#### [Your goal]
Update the lines below by replacing every "pixel coordinates" with "x and y coordinates" and keeping everything else the same. Leave the pictures out of your answer.
----- Material for the task
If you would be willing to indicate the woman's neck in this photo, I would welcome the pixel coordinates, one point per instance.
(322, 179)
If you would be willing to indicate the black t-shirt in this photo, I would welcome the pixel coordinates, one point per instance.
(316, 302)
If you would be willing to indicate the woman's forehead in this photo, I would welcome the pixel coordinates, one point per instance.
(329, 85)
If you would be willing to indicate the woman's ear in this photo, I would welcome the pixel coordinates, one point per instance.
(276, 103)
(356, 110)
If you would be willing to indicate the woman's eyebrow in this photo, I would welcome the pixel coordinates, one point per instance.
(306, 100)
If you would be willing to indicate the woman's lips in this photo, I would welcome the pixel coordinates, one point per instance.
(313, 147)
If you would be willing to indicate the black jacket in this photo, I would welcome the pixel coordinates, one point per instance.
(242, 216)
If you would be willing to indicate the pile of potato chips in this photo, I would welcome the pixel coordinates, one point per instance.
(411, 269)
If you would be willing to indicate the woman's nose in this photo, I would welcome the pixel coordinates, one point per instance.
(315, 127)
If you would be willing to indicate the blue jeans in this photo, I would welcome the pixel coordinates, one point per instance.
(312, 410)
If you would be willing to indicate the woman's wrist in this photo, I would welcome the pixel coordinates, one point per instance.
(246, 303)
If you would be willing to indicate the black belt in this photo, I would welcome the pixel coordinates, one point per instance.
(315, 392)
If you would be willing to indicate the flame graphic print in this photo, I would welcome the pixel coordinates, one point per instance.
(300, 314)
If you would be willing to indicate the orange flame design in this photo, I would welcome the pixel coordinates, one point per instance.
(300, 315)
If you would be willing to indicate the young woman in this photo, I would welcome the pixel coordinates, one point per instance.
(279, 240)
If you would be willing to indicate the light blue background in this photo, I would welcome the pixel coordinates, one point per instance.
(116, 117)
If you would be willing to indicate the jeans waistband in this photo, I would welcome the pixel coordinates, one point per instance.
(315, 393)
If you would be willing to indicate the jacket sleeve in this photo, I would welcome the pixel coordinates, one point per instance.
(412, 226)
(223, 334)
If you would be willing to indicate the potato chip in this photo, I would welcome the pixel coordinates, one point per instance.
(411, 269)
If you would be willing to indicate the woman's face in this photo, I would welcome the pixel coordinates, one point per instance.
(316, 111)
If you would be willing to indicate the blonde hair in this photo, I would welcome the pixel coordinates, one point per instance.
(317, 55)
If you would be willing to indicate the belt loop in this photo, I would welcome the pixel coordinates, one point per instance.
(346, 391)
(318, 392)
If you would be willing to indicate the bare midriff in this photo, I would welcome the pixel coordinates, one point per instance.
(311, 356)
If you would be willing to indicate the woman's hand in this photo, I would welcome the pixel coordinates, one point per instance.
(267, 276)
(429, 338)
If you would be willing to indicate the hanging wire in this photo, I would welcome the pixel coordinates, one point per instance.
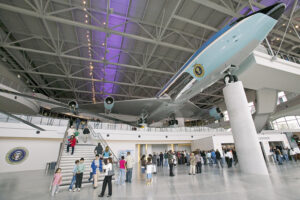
(291, 16)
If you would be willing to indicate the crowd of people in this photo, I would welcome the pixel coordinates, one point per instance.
(73, 135)
(195, 160)
(280, 155)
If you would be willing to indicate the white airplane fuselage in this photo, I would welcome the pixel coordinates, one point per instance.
(230, 46)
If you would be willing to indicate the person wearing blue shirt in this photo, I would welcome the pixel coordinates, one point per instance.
(97, 168)
(74, 176)
(106, 153)
(213, 156)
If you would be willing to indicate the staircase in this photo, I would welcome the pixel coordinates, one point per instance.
(66, 161)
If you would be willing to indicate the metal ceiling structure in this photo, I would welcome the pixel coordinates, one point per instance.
(88, 49)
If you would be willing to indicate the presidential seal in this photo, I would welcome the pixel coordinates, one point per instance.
(16, 155)
(198, 70)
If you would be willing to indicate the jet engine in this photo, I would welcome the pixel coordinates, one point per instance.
(73, 105)
(109, 104)
(216, 113)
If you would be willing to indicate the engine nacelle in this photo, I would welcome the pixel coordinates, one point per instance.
(109, 104)
(73, 105)
(216, 113)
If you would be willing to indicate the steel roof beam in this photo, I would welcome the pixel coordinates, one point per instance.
(90, 27)
(86, 79)
(83, 58)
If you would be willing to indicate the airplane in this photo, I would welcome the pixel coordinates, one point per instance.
(218, 58)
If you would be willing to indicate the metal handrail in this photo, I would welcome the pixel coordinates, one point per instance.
(61, 150)
(102, 141)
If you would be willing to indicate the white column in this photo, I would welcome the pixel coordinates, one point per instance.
(244, 133)
(180, 122)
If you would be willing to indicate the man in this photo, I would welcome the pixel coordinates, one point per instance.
(161, 159)
(77, 123)
(218, 159)
(79, 174)
(154, 162)
(171, 162)
(97, 168)
(129, 165)
(86, 133)
(235, 158)
(98, 149)
(74, 176)
(166, 157)
(213, 156)
(198, 163)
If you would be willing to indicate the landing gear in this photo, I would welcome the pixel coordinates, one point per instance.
(228, 78)
(173, 122)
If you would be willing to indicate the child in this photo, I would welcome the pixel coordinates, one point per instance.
(79, 174)
(121, 179)
(149, 169)
(56, 181)
(91, 175)
(72, 143)
(74, 176)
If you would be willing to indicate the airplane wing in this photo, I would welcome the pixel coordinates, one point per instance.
(128, 107)
(185, 110)
(190, 110)
(63, 106)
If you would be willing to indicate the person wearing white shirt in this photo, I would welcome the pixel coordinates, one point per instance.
(293, 154)
(149, 170)
(107, 179)
(129, 165)
(229, 155)
(71, 131)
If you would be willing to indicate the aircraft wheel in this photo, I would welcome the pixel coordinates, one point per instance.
(228, 79)
(235, 79)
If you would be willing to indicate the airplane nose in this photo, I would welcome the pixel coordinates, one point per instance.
(276, 10)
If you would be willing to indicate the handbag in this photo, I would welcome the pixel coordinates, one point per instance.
(111, 172)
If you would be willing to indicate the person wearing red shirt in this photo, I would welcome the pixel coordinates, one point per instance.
(72, 143)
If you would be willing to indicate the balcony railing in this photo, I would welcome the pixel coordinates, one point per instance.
(37, 120)
(125, 127)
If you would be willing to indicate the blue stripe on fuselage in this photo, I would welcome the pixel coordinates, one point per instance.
(206, 44)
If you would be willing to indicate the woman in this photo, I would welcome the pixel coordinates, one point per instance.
(121, 179)
(192, 164)
(96, 166)
(72, 143)
(143, 163)
(107, 179)
(106, 153)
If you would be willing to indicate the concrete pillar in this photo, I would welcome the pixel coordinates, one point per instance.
----------
#### [Answer]
If you would be willing to indicate the woman's neck in this photo, I would welcome the x and y coordinates, one point per instance.
(322, 179)
If you would be willing to indicate the black t-shirt in this photo, I would welcome the x and y coordinates, one point per instance.
(316, 302)
If you would be willing to indicate the woman's forehead in this photo, I would welcome the x and y coordinates, one point per instance.
(329, 85)
If you would be willing to indicate the woman's ear in this photo, I would welcome the x and y coordinates, one point per instance.
(276, 103)
(356, 110)
If you would be willing to indicate the woman's eyebrow in this photo, I would welcome the x and y coordinates, one point per instance.
(306, 100)
If you would be willing to indicate the woman's lips in this photo, I would welcome the x and y coordinates, one point per instance.
(313, 147)
If you would be willing to indicate the black jacket in this photo, I would welcome the x and y coordinates, one point per instance.
(242, 216)
If you would be willing to indicate the pile of potato chips in this photo, I would welcome the x and y coordinates, one point per instance.
(411, 269)
If you would be willing to indicate the woman's nose in this photo, I would welcome the x and y coordinates, one point per instance.
(315, 127)
If you would be willing to indicate the blue jeans in this photo, I would welcome the x and y coordinates, one point per instance.
(312, 410)
If you would be willing to indicate the woman's wrist in this photo, I would welcome the x and y coordinates, one point per instance.
(246, 303)
If you would be willing to indicate the black belt in this photo, I would welcome the x and y coordinates, one point per instance.
(315, 392)
If you would be willing to indicate the flame graphic print in this photo, I would welcome the x and y coordinates, one point per instance.
(300, 314)
If you would be willing to indicate the orange flame design in this photo, I would welcome the x and y coordinates, one point per instance.
(300, 315)
If you would be willing to indicate the young woman in this photo, I would welcome the x and y coordinates, one point per instance.
(279, 240)
If you would be willing to indicate the light blue background in this photo, I would welcome the x and y coordinates, one point per instance.
(116, 117)
If you would be willing to indicate the jeans waistband in this photo, I would welcome the x and y coordinates, one point per instance.
(315, 393)
If you would be willing to indicate the jacket sleeve in this photo, I would welcome the x and y coordinates, one point per instance.
(412, 226)
(223, 334)
If you would be willing to indicate the potato chip in this photo, I would welcome the x and y coordinates, one point per instance.
(411, 269)
If you would be willing to indicate the woman's face in this photo, I would welcome the x and y coordinates, one point per instance.
(316, 111)
If you would be willing to indicate the blonde hair in this photo, I would welcome the x and y coordinates, one point per instance.
(317, 55)
If you would be willing to indicate the belt loop in this photo, I would welcome the x and y coordinates, one point per instance.
(346, 391)
(318, 392)
If you would be willing to indicate the bare midriff in this photo, I would welcome the x and y coordinates, one point per instance.
(311, 356)
If you would be willing to indicate the woman's hand in this photo, I would welcome the x and y coordinates, one point per instance.
(267, 276)
(429, 338)
If you would be willing to indicate the hanging wire in this photo, I would welcome the x and y coordinates, one point per instance.
(291, 16)
If you would be willing to indicate the crowd of people in this photo, I would welcome the x and y coordinates, one point per instance.
(73, 135)
(195, 160)
(280, 155)
If you would be willing to indicate the white airplane fuselage in this photo, I would welcome the x and y coordinates, one point per instance.
(230, 46)
If you would be willing to indicate the person wearing blue shirt in this photo, I would welcome the x and y coordinates, one point per instance.
(97, 168)
(74, 176)
(106, 153)
(213, 156)
If you would be willing to indicate the staircase in this photo, I would welcome the x and y coordinates, one point per instance.
(66, 161)
If you would be willing to indicate the metal ceiling structure in this photo, I would welcome the x and y coordinates, one point per instance.
(88, 49)
If you would be willing to indicate the presidential seal in this photo, I would welcome the x and y coordinates, one point per instance.
(16, 155)
(198, 70)
If you would be willing to indicate the jet engine in this photo, I would welcome the x and y coordinates, one point per instance.
(73, 105)
(109, 104)
(216, 113)
If you would be willing to indicate the engine nacelle in this photo, I would welcome the x and y coordinates, one point per instance.
(109, 104)
(73, 105)
(216, 113)
If you would be willing to indicate the steel roof beam in this photo, I would welcome the x and y coordinates, one point per instance.
(90, 27)
(86, 79)
(83, 58)
If you would be willing to indicate the airplane in this photo, I would welcome the x and y coordinates, one point per instance.
(218, 58)
If you would be willing to indicate the metal handrail in this photo, I would welcome the x and y coordinates, one point per instance.
(61, 150)
(102, 141)
If you would be willing to indicate the white column in this photo, I would welcome the x and y coordinates, one point per instance.
(244, 133)
(180, 122)
If you would be willing to indicate the man in this photo, I would welcome the x and y coordinates, one point per instance.
(161, 159)
(77, 123)
(218, 159)
(79, 174)
(154, 162)
(171, 162)
(97, 168)
(129, 165)
(86, 133)
(235, 158)
(98, 149)
(74, 176)
(166, 157)
(213, 156)
(198, 163)
If you would be willing to indicate the landing gear in this photo, I would welcome the x and y coordinates, one point per instance.
(228, 78)
(173, 122)
If you would be willing to indicate the child in this photo, I would welcome the x and y coordinates, one point per instance.
(79, 174)
(121, 179)
(149, 169)
(56, 181)
(91, 175)
(72, 143)
(74, 176)
If you would be willing to indicate the airplane wing in this photo, I would welcome the x and y coordinates, one point per instance.
(128, 107)
(185, 110)
(190, 110)
(63, 106)
If you would be willing to indicate the person wearing white shirt in this photo, I would welcome the x and y coordinates, one point per instance.
(293, 154)
(149, 170)
(107, 179)
(129, 165)
(229, 155)
(71, 131)
If you would be willing to indicate the aircraft wheel in this photo, I would welcome the x and y coordinates, one point per instance.
(228, 79)
(235, 79)
If you would be willing to indicate the airplane nose in this photo, I would welcome the x and y coordinates, one point per instance.
(276, 10)
If you would be willing to indicate the handbag in this photo, I would welcome the x and y coordinates, one point per instance.
(111, 172)
If you would be willing to indicate the person wearing red shirt in this photo, I would welcome the x and y coordinates, one point per instance.
(72, 143)
If you would be willing to indicate the balcony railing in this photo, I would welcome the x and y coordinates, one point per instance.
(37, 120)
(125, 127)
If you would be willing to indicate the blue stripe on fuselage in this photo, I would welcome the x and y coordinates, one point per instance.
(206, 44)
If you would be willing to indicate the woman in this photo, I would welcome the x and y coordinates, one point per instance.
(121, 179)
(192, 164)
(96, 166)
(72, 143)
(143, 163)
(107, 179)
(106, 153)
If you would be willing to indicate the concrete pillar in this photo, I would welcome the x and y coordinates, one point per instance.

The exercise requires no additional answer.